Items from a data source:
• • • • •

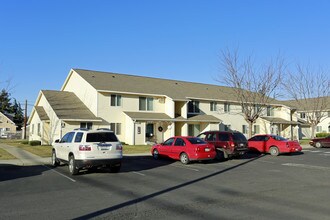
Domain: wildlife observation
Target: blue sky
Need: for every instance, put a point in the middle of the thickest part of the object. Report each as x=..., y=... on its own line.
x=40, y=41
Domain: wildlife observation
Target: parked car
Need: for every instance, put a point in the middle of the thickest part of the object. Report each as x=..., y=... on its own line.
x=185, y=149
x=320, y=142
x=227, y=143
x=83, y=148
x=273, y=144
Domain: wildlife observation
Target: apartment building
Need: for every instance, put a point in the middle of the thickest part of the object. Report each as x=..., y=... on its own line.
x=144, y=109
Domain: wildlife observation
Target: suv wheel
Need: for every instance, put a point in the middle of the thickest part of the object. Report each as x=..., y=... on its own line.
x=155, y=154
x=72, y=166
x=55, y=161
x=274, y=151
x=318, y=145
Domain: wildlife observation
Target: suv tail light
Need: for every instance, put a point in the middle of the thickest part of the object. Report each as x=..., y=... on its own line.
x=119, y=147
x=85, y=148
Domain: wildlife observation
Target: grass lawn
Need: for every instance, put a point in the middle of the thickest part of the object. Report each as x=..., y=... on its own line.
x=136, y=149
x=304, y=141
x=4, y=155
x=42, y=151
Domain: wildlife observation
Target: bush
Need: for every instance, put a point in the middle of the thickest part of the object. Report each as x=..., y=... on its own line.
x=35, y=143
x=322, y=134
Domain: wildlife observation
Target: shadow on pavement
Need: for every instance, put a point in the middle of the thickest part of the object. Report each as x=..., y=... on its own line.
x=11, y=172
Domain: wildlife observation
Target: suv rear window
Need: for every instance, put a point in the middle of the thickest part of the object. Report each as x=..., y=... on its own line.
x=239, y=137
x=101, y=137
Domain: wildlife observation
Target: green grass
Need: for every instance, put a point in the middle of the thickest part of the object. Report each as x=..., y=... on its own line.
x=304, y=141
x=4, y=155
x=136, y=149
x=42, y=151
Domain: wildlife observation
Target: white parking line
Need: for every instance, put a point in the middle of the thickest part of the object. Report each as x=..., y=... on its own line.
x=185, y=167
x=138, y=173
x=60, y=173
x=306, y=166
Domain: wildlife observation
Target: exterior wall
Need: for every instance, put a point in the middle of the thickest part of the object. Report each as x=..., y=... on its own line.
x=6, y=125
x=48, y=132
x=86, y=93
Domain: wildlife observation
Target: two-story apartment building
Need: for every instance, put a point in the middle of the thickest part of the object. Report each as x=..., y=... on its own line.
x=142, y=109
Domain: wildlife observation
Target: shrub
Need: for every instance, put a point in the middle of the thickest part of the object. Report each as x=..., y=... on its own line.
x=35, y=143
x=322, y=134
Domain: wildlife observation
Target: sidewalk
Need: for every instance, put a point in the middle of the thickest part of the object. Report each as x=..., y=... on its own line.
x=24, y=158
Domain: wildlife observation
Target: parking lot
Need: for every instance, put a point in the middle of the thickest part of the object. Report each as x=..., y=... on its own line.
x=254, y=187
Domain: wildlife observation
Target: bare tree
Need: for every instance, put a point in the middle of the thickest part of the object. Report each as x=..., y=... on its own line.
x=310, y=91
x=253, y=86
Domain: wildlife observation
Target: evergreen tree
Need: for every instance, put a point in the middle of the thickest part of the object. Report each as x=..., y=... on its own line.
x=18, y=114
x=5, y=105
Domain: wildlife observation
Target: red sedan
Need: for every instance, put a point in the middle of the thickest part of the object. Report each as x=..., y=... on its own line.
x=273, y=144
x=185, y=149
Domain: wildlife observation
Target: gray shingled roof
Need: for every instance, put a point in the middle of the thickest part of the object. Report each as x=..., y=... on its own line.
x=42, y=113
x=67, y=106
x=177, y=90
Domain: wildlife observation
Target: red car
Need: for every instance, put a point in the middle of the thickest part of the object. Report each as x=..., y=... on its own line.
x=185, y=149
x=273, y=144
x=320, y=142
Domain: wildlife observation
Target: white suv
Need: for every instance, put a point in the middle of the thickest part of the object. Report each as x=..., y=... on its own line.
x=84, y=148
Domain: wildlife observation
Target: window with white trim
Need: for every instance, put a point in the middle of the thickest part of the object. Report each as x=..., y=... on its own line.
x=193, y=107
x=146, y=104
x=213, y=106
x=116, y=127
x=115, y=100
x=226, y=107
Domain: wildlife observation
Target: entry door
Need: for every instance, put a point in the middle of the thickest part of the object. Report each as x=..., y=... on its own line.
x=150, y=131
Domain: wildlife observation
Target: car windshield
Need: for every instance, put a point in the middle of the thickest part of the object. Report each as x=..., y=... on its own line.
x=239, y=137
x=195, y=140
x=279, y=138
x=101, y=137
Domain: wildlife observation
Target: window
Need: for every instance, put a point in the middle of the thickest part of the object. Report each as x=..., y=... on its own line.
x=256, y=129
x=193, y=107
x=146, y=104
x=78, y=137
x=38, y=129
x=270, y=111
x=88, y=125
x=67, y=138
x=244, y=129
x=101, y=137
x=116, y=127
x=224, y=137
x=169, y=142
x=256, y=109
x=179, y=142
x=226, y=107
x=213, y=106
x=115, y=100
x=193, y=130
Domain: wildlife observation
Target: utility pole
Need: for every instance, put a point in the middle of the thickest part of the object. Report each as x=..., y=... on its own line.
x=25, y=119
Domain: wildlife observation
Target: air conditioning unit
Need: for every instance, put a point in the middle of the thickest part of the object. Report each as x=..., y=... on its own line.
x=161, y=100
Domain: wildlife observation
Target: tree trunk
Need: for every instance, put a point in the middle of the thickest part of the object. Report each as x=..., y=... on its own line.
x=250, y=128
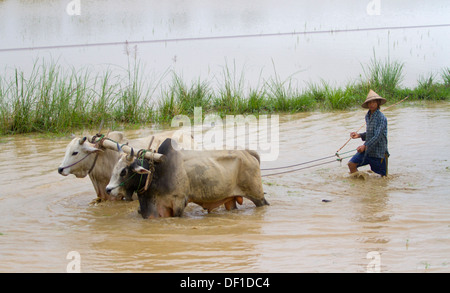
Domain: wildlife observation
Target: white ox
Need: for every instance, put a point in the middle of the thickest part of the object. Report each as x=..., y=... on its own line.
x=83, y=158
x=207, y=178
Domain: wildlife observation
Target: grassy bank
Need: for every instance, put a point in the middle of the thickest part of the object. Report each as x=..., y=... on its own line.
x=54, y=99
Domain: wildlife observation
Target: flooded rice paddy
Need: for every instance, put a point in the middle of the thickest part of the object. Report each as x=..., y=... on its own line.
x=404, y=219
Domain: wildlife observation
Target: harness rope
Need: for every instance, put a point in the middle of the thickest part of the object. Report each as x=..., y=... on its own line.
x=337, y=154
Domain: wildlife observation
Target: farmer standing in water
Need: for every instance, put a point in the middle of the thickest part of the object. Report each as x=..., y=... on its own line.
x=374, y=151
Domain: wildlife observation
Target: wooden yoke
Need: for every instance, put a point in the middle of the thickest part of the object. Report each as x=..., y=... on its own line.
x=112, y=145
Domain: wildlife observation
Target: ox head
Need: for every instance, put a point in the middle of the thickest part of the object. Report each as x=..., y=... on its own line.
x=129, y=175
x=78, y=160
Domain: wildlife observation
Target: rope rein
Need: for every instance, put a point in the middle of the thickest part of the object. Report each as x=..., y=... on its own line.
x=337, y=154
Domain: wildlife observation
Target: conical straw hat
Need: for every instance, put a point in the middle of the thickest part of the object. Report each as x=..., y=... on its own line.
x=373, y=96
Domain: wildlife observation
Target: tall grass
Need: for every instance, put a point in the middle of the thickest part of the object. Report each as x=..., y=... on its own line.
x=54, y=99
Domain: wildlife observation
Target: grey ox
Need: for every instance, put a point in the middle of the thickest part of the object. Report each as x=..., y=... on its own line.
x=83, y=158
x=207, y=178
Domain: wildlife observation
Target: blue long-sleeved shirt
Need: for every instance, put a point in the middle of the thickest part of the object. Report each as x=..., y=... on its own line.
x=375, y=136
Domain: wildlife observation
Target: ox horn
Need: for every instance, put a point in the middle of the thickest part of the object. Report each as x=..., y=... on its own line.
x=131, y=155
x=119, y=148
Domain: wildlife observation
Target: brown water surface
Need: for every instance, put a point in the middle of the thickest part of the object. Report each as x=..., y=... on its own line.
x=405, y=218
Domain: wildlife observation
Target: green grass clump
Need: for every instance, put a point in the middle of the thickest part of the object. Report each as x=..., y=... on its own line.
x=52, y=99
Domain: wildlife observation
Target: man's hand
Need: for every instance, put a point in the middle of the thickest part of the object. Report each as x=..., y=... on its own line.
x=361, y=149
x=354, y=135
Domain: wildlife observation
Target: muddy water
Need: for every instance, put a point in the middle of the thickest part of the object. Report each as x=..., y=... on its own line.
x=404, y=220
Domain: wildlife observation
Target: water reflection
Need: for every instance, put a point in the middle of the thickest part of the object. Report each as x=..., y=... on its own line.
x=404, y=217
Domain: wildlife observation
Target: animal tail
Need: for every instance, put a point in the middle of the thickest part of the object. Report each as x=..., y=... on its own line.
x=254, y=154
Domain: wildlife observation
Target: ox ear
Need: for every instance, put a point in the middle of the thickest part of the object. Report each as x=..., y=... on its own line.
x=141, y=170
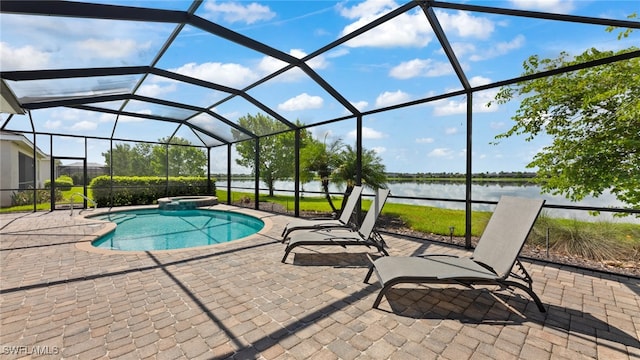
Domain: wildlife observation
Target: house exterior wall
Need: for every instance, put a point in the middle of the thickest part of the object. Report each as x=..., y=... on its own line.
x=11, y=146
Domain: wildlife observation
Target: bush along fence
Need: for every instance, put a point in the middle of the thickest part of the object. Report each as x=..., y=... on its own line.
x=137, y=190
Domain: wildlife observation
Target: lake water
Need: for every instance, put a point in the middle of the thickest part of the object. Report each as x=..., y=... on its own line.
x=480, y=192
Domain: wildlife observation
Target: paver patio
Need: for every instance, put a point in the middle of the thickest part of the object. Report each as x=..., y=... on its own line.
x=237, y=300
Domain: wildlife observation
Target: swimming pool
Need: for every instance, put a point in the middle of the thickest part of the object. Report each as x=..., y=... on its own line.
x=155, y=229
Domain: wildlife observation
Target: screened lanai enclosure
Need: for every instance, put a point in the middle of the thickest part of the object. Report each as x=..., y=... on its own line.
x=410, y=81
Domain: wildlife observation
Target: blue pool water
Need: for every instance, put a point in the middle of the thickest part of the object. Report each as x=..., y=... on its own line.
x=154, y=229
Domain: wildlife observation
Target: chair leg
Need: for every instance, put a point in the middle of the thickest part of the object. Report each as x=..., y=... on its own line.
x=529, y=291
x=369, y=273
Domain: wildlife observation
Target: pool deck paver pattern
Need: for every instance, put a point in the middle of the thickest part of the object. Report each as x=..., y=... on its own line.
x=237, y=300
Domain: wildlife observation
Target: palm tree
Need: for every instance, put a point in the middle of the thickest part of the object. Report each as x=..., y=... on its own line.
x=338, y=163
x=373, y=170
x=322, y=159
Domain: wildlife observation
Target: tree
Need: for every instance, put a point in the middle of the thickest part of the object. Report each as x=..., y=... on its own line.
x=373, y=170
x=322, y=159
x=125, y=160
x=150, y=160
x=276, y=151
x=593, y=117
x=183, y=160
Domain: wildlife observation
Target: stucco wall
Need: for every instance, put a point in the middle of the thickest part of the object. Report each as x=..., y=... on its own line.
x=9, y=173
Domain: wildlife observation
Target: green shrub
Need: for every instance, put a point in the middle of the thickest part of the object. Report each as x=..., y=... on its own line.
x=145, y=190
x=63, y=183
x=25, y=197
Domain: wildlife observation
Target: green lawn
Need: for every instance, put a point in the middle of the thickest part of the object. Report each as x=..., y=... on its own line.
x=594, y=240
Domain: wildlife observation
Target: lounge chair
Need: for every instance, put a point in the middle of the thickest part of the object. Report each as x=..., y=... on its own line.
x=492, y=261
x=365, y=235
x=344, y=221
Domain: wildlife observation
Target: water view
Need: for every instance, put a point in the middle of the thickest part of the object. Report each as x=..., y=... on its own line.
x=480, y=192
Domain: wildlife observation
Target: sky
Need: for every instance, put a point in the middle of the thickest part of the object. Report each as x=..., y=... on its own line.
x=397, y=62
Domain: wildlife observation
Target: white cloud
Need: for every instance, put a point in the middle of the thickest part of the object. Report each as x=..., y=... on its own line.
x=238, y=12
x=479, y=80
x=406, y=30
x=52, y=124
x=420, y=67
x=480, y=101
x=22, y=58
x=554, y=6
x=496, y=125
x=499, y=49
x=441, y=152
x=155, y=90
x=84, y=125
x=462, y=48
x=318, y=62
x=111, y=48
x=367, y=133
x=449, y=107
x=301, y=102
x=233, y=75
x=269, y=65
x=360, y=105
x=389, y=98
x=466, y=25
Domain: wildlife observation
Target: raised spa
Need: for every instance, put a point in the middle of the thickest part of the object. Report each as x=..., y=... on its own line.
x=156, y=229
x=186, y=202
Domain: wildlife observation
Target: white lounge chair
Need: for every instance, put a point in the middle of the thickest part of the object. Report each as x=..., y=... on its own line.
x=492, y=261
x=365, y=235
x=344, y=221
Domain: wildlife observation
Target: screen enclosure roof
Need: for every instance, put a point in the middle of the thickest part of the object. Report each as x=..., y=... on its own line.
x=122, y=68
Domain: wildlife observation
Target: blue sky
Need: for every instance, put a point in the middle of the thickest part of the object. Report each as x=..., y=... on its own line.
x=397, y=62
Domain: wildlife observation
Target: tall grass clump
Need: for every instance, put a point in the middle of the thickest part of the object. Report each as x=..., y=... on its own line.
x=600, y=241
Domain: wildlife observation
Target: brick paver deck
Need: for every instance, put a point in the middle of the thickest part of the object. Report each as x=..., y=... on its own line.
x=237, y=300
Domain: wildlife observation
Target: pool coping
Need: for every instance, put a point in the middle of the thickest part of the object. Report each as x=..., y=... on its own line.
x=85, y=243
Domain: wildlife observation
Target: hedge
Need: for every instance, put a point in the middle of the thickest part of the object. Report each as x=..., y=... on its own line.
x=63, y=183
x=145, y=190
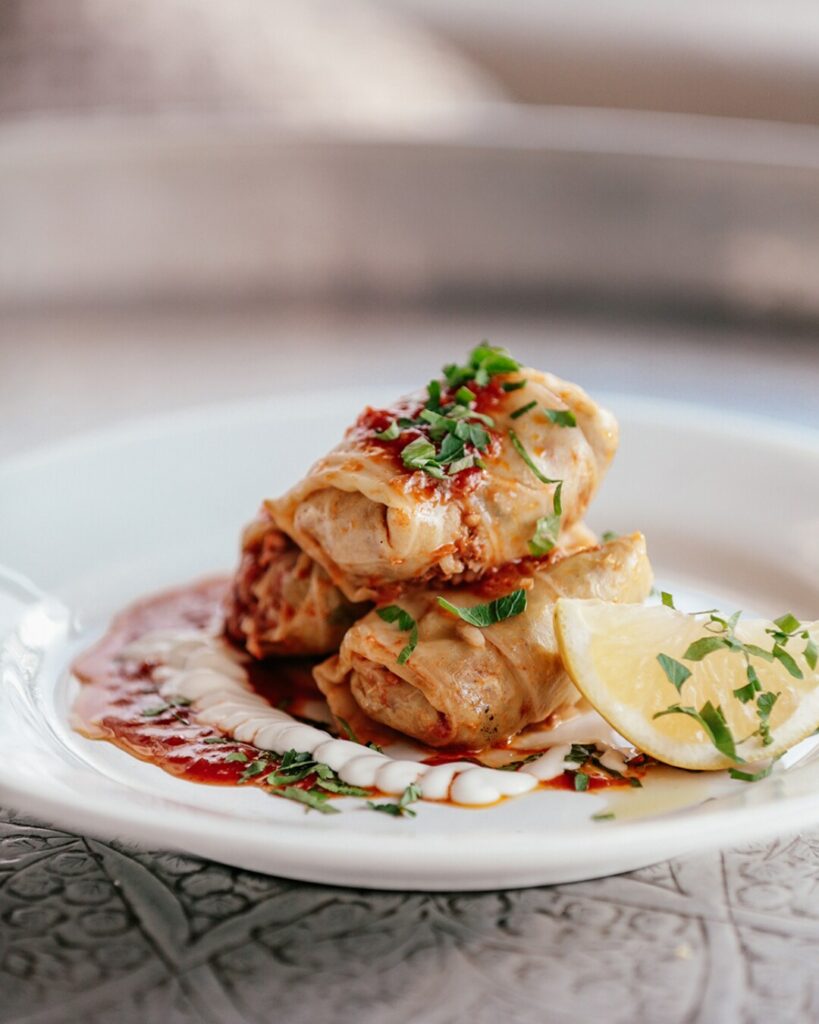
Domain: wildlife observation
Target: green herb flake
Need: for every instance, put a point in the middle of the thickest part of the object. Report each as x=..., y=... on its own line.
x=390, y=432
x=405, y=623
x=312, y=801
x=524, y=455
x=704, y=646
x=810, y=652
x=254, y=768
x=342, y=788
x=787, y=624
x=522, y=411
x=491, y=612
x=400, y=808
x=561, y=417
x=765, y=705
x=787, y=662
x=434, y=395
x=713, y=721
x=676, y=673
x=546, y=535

• • • • •

Gather all lines with the string "chair" from the data.

Target: chair leg
Target: lounge chair
Target: white lounge chair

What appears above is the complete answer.